* Task requirements
Please reproduce exactly the line that carries "Target: hand" and all remaining lines through the last line of the data, and write nothing else.

* Exercise materials
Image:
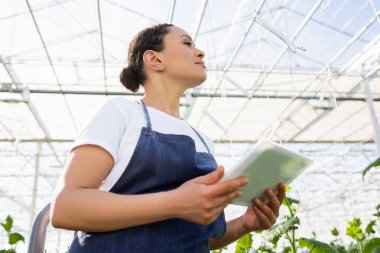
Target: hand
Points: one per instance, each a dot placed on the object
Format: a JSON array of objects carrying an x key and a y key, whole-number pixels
[
  {"x": 260, "y": 215},
  {"x": 203, "y": 199}
]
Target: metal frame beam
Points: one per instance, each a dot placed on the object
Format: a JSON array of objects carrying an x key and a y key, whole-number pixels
[
  {"x": 25, "y": 96},
  {"x": 50, "y": 62},
  {"x": 102, "y": 45},
  {"x": 311, "y": 96}
]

* Written reply
Target: hand
Points: one per instance, each a dot placed on the object
Format: a JSON array of objects carrying an x key and a y key, whole-number pixels
[
  {"x": 260, "y": 215},
  {"x": 203, "y": 199}
]
Target: metal frame beam
Points: one per instance, each a dot placed on the object
Format: a JSON array of objects carrying an x key and a y key, whole-number pixels
[
  {"x": 25, "y": 96},
  {"x": 50, "y": 62},
  {"x": 102, "y": 45},
  {"x": 311, "y": 96}
]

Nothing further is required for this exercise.